*** Opening of The data ***

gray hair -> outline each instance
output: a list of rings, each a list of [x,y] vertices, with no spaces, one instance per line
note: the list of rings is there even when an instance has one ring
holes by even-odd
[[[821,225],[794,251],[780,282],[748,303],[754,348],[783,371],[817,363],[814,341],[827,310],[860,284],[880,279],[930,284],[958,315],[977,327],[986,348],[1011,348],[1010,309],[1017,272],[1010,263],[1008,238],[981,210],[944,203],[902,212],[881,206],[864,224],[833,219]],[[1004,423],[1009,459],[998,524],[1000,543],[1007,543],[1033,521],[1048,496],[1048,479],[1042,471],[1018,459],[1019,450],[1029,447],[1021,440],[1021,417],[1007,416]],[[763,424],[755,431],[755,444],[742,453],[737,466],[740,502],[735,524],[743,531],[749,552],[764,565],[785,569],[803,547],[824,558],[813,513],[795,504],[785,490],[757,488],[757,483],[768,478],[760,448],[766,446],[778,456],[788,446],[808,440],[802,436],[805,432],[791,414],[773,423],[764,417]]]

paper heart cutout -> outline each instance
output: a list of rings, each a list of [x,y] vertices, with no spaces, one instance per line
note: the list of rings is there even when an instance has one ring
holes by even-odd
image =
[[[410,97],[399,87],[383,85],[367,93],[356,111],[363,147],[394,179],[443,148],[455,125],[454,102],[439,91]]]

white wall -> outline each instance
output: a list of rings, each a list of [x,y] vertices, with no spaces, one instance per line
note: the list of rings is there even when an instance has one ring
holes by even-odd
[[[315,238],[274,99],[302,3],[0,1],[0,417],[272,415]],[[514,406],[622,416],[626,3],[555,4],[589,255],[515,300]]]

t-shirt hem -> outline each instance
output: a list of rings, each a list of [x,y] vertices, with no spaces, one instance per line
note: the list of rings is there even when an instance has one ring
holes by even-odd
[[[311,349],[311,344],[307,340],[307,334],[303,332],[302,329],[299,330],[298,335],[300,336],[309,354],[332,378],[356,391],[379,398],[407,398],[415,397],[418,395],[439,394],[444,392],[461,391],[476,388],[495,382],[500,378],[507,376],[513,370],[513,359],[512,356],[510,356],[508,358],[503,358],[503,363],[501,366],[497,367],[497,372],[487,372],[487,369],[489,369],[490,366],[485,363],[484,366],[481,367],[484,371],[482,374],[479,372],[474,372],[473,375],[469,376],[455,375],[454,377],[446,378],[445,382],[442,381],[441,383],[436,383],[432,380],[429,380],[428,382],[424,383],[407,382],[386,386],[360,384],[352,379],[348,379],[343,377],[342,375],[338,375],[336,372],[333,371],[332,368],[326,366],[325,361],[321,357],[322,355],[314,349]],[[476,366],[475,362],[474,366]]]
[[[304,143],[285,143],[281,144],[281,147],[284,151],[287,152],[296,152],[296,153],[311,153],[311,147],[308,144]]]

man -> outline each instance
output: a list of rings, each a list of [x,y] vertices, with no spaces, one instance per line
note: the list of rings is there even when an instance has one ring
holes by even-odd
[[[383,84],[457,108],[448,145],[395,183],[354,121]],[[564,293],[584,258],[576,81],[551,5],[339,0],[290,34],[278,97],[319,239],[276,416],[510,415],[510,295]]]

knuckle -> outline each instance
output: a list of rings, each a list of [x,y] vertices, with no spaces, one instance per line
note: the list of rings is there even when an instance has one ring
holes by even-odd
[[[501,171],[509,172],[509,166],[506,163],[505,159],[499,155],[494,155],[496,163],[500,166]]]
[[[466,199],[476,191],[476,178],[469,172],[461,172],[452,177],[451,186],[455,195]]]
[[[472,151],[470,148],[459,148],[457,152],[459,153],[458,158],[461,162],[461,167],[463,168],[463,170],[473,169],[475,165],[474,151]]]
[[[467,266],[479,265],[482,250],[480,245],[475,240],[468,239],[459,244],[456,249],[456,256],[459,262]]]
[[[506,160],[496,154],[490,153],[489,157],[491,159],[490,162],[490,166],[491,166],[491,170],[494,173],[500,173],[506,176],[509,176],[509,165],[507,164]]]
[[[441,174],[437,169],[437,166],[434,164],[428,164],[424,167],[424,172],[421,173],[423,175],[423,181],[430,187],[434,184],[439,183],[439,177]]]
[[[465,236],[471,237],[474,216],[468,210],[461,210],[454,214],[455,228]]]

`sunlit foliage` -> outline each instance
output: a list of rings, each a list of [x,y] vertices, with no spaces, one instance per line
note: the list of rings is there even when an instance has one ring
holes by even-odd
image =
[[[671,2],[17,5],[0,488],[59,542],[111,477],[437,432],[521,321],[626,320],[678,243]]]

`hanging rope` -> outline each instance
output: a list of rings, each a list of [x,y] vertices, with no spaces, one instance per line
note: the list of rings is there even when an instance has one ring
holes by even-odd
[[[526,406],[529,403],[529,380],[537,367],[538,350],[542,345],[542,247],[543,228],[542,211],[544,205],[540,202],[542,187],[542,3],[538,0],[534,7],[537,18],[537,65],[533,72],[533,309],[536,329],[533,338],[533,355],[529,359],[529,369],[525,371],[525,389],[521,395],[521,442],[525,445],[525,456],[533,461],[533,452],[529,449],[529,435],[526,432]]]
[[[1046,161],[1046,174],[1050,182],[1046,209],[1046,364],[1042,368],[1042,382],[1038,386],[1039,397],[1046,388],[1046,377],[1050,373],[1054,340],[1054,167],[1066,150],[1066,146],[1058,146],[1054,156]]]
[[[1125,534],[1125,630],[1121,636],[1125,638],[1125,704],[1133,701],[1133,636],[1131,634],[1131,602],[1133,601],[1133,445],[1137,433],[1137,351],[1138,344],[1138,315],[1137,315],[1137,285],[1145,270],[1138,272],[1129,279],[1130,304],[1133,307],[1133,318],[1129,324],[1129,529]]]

*** Close of The data ***

> **Task brief**: Return the records given above in their entirety, word for word.

> **Answer to this exercise**:
gray hair -> outline each instance
output: a list of rings, each a list of [x,y] vertices, with no spaces, one instance per line
note: the list of rings is there even when an instance has one ring
holes by even-odd
[[[821,225],[794,251],[780,282],[748,303],[754,348],[783,371],[817,363],[814,341],[827,310],[860,284],[880,279],[930,284],[958,315],[977,327],[986,348],[1011,348],[1010,309],[1017,272],[1010,263],[1008,238],[981,210],[944,203],[902,212],[881,206],[864,224],[833,219]],[[1004,423],[1009,459],[998,524],[1000,543],[1007,543],[1033,521],[1048,496],[1048,479],[1042,471],[1018,459],[1019,450],[1029,447],[1021,440],[1021,417],[1007,416]],[[763,424],[755,431],[755,444],[742,453],[737,466],[740,502],[735,524],[743,531],[749,552],[764,565],[785,569],[803,547],[824,558],[813,513],[795,504],[785,490],[757,488],[757,483],[768,478],[760,448],[766,446],[778,456],[788,446],[808,440],[802,436],[805,432],[791,414],[773,423],[764,417]]]

paper heart cutout -> outline each instance
output: a list of rings, each a list of [x,y] vertices, with no spaces, one instance per line
note: the list of rings is there even when an instance has one ring
holes by even-odd
image =
[[[410,97],[399,87],[383,85],[367,93],[356,111],[363,147],[394,179],[443,148],[455,125],[454,102],[439,91]]]

white wall -> outline each instance
output: a list of rings, each a list of [x,y] vertices, with no spaces, one instance per line
note: the list of rings is there even when an instance has one ring
holes by even-odd
[[[315,238],[274,99],[302,3],[0,1],[0,417],[272,415]],[[514,406],[622,416],[626,3],[555,4],[589,255],[515,300]]]

t-shirt hem -> outline each instance
output: a list of rings, each a list of [x,y] vertices, with no spaces, one instance per line
note: the list of rings is there even when an instance has one ring
holes by even-odd
[[[311,349],[311,344],[307,340],[307,334],[303,332],[302,329],[299,330],[298,335],[300,336],[309,354],[332,378],[356,391],[379,398],[407,398],[415,397],[418,395],[439,394],[444,392],[461,391],[476,388],[495,382],[500,378],[507,376],[513,370],[513,359],[512,356],[510,356],[508,358],[503,358],[503,363],[501,366],[497,367],[497,372],[487,372],[487,369],[489,369],[490,366],[485,363],[484,366],[481,367],[484,371],[482,374],[479,372],[474,372],[473,375],[469,376],[455,375],[454,377],[446,378],[445,382],[442,381],[441,383],[436,383],[432,380],[429,380],[428,382],[424,383],[407,382],[386,386],[360,384],[352,379],[348,379],[343,377],[342,375],[338,375],[336,372],[333,371],[332,368],[326,366],[325,361],[321,357],[322,355],[314,349]],[[476,366],[475,362],[474,366]]]
[[[304,143],[285,143],[281,144],[281,147],[284,151],[287,152],[296,152],[296,153],[311,153],[311,147],[308,144]]]

man -> outline each instance
output: a list of rings, each a list of [x,y] vertices, with no spaces, one instance per line
note: the list of rings is there even when an instance has one ring
holes by even-odd
[[[383,84],[457,108],[448,145],[395,183],[354,121]],[[564,293],[584,258],[576,81],[551,5],[339,0],[290,34],[278,97],[319,239],[276,416],[510,415],[510,295]]]

knuckle -> outline each instance
output: a list of rings, each a list of [x,y] vertices, with no spaces, one instance per line
note: the list of rings is there even when an instance has one ring
holes by even-odd
[[[501,171],[509,172],[509,166],[506,163],[505,159],[499,155],[494,155],[496,163],[500,166]]]
[[[466,199],[476,191],[476,178],[469,172],[461,172],[452,177],[451,186],[455,195]]]
[[[472,151],[470,148],[459,148],[457,152],[459,153],[458,158],[461,162],[461,167],[463,168],[463,170],[473,169],[475,165],[474,151]]]
[[[467,266],[479,265],[482,250],[480,245],[475,240],[468,239],[459,244],[456,249],[456,256],[459,262]]]
[[[506,160],[496,154],[490,153],[489,157],[491,159],[490,162],[490,166],[491,166],[491,170],[494,173],[500,173],[506,176],[509,176],[509,165],[507,164]]]
[[[441,174],[437,169],[437,166],[434,164],[428,164],[424,167],[424,172],[421,173],[423,175],[423,181],[430,187],[434,184],[439,183],[439,177]]]
[[[465,236],[471,237],[474,216],[468,210],[461,210],[454,214],[455,228]]]

`sunlit foliage` -> outline each instance
output: a list of rings, each a list of [x,y] vertices, with no spaces, one instance per line
note: the list of rings is there even when an instance has one ring
holes by even-odd
image =
[[[671,2],[17,5],[0,488],[59,542],[111,477],[437,432],[521,321],[626,320],[678,243]]]

`hanging rope` -> outline each instance
output: a list of rings, each a list of [x,y] vertices, with no spaces, one instance per line
note: the list of rings is there even when an instance has one ring
holes by even-odd
[[[526,406],[529,403],[529,380],[537,367],[538,350],[542,345],[542,247],[543,228],[542,211],[544,205],[540,202],[542,187],[542,3],[538,0],[534,7],[537,18],[537,65],[533,72],[533,309],[536,329],[533,338],[533,355],[529,359],[529,369],[525,371],[525,389],[521,395],[521,442],[525,445],[525,456],[533,461],[533,452],[529,449],[529,435],[526,432]]]
[[[1046,161],[1046,174],[1050,182],[1046,209],[1046,364],[1042,368],[1042,382],[1038,386],[1039,397],[1046,388],[1046,377],[1050,373],[1054,340],[1054,167],[1066,150],[1066,146],[1058,146],[1054,156]]]
[[[1125,534],[1125,630],[1121,636],[1125,638],[1125,704],[1133,701],[1133,636],[1131,634],[1131,602],[1133,601],[1133,445],[1137,433],[1137,351],[1138,344],[1138,315],[1137,315],[1137,285],[1145,270],[1138,272],[1129,279],[1130,304],[1133,307],[1133,318],[1129,324],[1129,529]]]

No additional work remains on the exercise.